#### Fragmento del texto:
++++++++++++++++++++

Esto es lo que el fotógrafo ve antes de disparar: un chico de ojos azules y pelo oscuro. Y un hombre hermoso a su lado, las manos bajo la camisa oscura, los ojos sobre todo verdes pero también amarillos. El hombre lleva una cicatriz en mitad del pecho, que brilla como si fuera de cera. El fotógrafo averigua que vienen desde Buenos Aires, que seguirán hasta Misiones en auto, hacia una mansión en medio de la selva. Los encontró de casualidad, en una proveeduría en medio del monte. Enseguida deseó al hombre hermoso. Tuvieron sexo casual pero el fotógrafo estaba muy lejos de saber que se trataba de un paso necesario dentro de un ritual secreto; sólo atisbó una fragilidad profunda en el cuerpo monumental del otro. Ahora, mientras hace una toma y otra, el fotógrafo ignora que el hombre tiene un defecto cardíaco desde pequeño, carga un tensiómetro y medicación específica, que su mujer –cuyos padres viven en la mansión misionera– está muerta. También ignora que ese niño perdió a su madre, que acaba de ver una mujer fantasma, que el padre le ha pedido que la ignore, que él hizo caso. Es enero de 1981 y los militares vigilan las rutas. El hombre se llama Juan y el hijo, Gaspar. Son parte de una sociedad secreta: la Orden. Son médiums, poderosos y extraños. Son los protagonistas de Nuestra parte de noche, la nueva novela de Mariana Enriquez, que acaba de ganar la última edición del Premio Herralde y que estará en librerías argentinas a partir de esta semana.

++++++++++++++++++++

Entradas almacenadas
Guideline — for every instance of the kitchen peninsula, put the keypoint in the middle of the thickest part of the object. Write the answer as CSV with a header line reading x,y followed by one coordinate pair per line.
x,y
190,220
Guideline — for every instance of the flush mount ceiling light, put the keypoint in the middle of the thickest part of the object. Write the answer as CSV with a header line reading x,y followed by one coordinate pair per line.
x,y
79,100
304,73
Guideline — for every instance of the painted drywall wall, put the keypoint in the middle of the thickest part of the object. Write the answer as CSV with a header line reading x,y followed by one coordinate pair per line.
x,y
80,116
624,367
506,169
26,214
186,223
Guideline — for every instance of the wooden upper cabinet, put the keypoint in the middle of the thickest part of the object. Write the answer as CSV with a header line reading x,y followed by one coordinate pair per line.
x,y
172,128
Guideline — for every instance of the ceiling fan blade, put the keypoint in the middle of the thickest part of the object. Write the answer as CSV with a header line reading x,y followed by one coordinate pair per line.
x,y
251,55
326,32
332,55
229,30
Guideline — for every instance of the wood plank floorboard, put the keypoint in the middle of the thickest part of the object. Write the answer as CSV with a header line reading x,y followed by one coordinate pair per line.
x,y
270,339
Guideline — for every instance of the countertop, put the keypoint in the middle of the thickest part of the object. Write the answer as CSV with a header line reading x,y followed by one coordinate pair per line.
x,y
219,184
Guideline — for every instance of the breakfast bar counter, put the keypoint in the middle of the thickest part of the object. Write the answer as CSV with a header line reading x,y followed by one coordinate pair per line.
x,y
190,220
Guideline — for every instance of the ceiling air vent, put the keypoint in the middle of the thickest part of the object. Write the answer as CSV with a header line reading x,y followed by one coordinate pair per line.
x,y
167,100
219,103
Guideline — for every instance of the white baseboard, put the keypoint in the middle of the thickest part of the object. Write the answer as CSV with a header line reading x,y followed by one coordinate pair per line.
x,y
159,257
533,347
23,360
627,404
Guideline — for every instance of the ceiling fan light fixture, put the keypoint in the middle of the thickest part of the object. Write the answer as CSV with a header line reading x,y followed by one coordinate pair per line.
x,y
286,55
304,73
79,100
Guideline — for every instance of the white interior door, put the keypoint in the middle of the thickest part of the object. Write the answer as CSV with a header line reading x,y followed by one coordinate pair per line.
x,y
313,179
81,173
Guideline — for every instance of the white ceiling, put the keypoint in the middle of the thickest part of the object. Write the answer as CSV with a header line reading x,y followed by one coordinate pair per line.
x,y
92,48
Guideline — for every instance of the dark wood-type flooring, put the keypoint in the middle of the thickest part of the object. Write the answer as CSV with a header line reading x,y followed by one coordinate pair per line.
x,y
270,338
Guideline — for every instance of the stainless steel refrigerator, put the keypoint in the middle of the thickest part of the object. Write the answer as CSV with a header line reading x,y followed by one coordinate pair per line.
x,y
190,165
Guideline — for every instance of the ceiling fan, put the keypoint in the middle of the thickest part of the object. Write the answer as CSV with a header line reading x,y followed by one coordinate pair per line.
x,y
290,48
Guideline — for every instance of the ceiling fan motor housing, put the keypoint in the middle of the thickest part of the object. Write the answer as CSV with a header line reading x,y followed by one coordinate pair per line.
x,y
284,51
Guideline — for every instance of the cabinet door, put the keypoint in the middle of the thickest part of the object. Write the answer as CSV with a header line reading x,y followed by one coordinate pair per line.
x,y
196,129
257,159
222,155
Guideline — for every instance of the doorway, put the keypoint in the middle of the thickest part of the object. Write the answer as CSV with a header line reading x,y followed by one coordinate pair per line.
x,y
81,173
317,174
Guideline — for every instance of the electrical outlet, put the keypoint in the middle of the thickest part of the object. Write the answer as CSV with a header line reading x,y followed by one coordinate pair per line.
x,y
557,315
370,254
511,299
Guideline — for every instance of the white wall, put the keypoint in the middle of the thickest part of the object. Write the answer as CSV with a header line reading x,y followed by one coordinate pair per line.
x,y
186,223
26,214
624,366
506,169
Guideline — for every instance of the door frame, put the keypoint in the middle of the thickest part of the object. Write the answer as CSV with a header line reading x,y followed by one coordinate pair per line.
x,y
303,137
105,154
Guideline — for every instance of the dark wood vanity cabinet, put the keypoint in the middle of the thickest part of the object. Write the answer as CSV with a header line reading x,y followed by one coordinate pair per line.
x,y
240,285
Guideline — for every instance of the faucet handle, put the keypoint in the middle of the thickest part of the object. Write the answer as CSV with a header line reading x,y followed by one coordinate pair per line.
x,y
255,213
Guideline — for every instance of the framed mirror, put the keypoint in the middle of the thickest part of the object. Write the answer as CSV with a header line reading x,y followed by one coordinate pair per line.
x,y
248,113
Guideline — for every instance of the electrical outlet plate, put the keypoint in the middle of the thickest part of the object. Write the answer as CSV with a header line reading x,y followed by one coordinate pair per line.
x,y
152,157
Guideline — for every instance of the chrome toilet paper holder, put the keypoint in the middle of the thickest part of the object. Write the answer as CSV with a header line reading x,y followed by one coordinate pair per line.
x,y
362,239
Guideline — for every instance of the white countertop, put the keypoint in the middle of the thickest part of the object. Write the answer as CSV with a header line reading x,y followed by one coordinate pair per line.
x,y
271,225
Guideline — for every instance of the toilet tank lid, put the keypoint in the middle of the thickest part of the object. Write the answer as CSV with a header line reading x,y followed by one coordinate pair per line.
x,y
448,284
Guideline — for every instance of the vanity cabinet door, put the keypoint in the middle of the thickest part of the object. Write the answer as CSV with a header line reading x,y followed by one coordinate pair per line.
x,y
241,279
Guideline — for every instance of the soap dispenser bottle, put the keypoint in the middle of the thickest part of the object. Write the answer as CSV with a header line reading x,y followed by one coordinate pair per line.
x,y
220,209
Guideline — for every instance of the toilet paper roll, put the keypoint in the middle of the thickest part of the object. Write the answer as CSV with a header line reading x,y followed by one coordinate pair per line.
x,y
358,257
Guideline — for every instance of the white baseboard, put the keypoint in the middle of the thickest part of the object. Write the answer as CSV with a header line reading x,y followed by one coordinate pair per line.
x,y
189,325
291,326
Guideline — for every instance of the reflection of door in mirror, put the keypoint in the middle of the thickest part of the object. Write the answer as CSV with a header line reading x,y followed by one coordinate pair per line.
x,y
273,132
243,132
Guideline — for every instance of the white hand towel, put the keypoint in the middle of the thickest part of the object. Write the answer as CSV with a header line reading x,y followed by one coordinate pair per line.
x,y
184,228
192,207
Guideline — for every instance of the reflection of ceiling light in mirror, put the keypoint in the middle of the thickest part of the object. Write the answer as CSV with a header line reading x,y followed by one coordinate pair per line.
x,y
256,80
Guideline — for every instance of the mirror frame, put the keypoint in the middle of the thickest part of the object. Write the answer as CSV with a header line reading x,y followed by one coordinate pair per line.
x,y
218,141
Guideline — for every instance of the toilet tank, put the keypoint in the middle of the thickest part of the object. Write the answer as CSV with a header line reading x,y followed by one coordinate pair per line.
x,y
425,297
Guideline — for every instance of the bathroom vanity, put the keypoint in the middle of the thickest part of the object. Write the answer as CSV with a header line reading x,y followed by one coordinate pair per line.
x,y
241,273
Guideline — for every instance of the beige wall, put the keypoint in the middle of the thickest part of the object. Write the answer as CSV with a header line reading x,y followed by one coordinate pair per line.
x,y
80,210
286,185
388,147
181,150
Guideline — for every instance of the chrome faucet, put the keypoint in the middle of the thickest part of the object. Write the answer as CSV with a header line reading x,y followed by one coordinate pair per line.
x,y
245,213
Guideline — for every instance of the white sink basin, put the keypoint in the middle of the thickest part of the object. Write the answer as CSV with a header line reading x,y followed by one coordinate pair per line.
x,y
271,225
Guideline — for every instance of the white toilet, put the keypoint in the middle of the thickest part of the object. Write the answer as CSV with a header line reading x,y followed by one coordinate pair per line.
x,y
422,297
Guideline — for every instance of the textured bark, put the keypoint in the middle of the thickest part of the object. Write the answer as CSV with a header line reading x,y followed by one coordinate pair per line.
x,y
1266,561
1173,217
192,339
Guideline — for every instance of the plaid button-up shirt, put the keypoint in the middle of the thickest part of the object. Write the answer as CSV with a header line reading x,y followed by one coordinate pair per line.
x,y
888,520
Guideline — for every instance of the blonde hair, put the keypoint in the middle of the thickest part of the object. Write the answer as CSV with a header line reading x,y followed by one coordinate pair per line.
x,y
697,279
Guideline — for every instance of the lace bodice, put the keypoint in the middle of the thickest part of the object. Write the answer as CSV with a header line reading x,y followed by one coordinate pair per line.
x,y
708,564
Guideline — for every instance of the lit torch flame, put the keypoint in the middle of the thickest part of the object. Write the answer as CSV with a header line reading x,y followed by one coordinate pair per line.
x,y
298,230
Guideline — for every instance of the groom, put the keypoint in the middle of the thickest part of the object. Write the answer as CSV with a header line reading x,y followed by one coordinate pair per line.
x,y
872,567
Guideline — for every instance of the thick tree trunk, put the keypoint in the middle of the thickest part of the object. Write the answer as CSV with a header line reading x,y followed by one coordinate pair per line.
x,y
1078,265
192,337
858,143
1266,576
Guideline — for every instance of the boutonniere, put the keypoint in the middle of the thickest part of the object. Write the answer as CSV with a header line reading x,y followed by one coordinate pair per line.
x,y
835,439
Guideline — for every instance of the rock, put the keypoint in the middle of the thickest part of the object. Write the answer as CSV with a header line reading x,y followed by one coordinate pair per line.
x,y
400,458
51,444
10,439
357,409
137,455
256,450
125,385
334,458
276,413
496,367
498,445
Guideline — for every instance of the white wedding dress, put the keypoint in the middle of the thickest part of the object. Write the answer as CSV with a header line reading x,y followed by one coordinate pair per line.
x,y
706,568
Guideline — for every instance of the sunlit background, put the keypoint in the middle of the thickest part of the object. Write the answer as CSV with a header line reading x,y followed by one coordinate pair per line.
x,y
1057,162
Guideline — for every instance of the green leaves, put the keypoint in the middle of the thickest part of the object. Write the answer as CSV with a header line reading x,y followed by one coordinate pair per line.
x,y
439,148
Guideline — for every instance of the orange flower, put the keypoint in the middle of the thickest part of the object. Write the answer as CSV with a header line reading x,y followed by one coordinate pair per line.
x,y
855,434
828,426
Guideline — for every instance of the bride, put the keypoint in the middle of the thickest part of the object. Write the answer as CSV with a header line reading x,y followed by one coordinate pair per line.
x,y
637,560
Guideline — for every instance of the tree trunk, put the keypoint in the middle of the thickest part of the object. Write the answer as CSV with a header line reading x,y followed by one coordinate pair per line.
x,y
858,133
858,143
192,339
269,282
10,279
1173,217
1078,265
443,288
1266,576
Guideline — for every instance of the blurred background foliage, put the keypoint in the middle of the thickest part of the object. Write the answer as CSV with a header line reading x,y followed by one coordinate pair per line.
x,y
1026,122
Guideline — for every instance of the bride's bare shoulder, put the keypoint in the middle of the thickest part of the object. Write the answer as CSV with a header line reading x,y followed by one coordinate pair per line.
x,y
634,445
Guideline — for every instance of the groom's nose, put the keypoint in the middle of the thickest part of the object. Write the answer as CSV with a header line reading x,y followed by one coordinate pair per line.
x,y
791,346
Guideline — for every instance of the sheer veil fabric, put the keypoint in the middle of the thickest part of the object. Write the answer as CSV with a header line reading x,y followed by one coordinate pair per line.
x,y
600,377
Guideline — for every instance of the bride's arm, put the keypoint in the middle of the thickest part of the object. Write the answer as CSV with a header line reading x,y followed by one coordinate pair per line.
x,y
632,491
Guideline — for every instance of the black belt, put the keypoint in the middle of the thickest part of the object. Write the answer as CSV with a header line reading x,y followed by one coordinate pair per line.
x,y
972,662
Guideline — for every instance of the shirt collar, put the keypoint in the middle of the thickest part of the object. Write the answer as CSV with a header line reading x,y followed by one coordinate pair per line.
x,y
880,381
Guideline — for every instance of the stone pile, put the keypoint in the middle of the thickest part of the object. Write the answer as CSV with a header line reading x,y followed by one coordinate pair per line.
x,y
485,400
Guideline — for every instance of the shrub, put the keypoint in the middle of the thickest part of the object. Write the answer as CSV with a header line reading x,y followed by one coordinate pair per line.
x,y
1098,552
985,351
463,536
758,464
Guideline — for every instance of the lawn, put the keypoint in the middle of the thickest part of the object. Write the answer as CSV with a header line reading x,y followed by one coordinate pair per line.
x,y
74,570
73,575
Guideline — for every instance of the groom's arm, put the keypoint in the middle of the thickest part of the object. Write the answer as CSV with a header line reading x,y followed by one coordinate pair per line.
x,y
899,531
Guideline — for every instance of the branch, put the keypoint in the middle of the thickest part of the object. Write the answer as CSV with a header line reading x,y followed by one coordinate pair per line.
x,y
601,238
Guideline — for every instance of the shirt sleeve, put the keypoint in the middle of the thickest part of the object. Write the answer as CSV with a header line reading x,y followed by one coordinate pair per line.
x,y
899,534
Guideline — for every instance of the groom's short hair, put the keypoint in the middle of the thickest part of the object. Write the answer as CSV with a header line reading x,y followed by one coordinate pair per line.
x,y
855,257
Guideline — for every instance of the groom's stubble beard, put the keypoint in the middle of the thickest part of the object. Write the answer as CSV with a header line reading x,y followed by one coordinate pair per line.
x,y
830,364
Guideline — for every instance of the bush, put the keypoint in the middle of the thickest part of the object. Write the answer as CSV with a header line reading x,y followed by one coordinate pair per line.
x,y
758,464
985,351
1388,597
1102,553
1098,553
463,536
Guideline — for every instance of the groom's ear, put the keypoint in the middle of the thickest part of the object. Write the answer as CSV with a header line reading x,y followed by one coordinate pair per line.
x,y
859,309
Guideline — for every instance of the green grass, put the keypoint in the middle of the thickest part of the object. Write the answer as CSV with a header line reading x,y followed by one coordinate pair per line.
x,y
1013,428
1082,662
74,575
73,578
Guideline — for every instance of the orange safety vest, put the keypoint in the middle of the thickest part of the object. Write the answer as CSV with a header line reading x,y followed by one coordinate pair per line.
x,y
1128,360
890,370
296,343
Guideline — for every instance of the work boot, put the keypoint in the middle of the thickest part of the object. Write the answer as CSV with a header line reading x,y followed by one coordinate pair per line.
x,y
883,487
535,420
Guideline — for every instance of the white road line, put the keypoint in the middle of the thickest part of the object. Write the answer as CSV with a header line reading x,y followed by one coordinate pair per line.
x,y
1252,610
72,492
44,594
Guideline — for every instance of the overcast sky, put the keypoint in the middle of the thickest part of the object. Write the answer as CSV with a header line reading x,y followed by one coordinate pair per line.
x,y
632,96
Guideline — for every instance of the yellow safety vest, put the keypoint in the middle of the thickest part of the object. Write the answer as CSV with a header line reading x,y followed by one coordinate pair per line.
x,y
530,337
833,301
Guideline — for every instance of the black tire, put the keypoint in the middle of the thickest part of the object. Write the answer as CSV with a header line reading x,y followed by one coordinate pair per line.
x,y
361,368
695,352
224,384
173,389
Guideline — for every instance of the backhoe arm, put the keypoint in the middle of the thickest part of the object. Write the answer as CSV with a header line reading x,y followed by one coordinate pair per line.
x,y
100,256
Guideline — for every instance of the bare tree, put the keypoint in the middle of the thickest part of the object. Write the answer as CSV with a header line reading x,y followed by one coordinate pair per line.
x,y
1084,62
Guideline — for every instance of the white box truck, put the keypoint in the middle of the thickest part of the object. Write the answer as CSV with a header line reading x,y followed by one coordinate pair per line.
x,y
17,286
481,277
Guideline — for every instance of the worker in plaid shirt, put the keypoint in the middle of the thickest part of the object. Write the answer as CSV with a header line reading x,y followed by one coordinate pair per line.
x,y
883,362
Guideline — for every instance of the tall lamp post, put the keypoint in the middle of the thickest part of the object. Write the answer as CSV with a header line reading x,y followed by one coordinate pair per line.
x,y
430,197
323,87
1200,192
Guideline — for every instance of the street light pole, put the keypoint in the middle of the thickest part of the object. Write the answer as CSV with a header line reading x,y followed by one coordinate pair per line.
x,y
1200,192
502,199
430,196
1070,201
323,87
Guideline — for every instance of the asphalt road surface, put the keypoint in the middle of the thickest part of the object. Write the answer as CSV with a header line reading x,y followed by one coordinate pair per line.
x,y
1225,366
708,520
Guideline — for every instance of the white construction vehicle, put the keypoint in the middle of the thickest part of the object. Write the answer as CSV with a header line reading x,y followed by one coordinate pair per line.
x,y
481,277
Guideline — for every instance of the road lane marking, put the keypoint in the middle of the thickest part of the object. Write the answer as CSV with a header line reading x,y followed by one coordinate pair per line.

++++++++++++++++++++

#### Consignas:
1) Por favor, reescribe en forma de lista el párrafo del fragmento que comienza con "Esto es lo que el fotógrafo ve" y conserva sus datos principales.
2) Prolonga el fragmento sobre *Nuestra parte de noche* a partir de su última oración.
Las entradas son un material aparte y no guardan relación con el fragmento.

#### Respuestas numeradas:
1)
- Un fotógrafo retrata a un chico de ojos azules y pelo oscuro y a un hombre hermoso con una cicatriz brillante en mitad del pecho.
- Los encontró por casualidad en una proveeduría del monte. Vienen de Buenos Aires y seguirán en auto hasta una mansión en la selva de Misiones.
- Tuvo sexo casual con el hombre sin saber que era un paso necesario de un ritual secreto.
- Ignora que el hombre tiene un defecto cardíaco desde pequeño y que su mujer está muerta. Los padres de ella viven en la mansión misionera.
- También ignora que el niño perdió a su madre y que acaba de ver a una mujer fantasma. El padre le pidió que la ignorara y él hizo caso.
- Es enero de 1981 y los militares vigilan las rutas.
- El hombre se llama Juan y su hijo, Gaspar. Son médiums poderosos y extraños, miembros de una sociedad secreta llamada la Orden.
- Son los protagonistas de *Nuestra parte de noche*, la novela de Mariana Enriquez que ganó el Premio Herralde y llega a las librerías argentinas esta semana.

2)
En 2016, ella empezó a escribir en torno al vínculo entre un padre y un hijo. Al igual que Juan, el pequeño Gaspar está llamado a ser un médium como parte de una sociedad secreta y milenaria, venida de Inglaterra, que contacta con la Oscuridad en busca de la vida eterna. Regida por la poderosa familia de la madre de Gaspar, esa perpetuidad de la sangre es imprescindible para seguir existiendo. Pero Juan, secretamente, se opone al destino de su hijo: la vida de un médium, aunque fascinante y sofisticada, puede resultar corta, angustiante y dolorosa.
Mariana necesitó tirar de ese hilo para construir ese linaje maldito en torno a Gaspar, el protagonista de Nuestra parte de noche, el ángel caído. Así aparecieron el cardiólogo Jorge Bradford, que atiende de chico a Juan, descubre sus poderes sobrenaturales y logra que la familia biológica se lo entregue con la excusa de que él podría cuidarlo mejor, atender su corazón frágil. Bradford tiene una hermana, Mercedes. Poderosa, rica y arpía, hará cualquier cosa para garantizar la continuidad de la Orden. Por ejemplo, tiene una colección de niños enjaulados, hacinados en un lugar oscuro, con la esperanza de que ellos eleven la energía mediúmica.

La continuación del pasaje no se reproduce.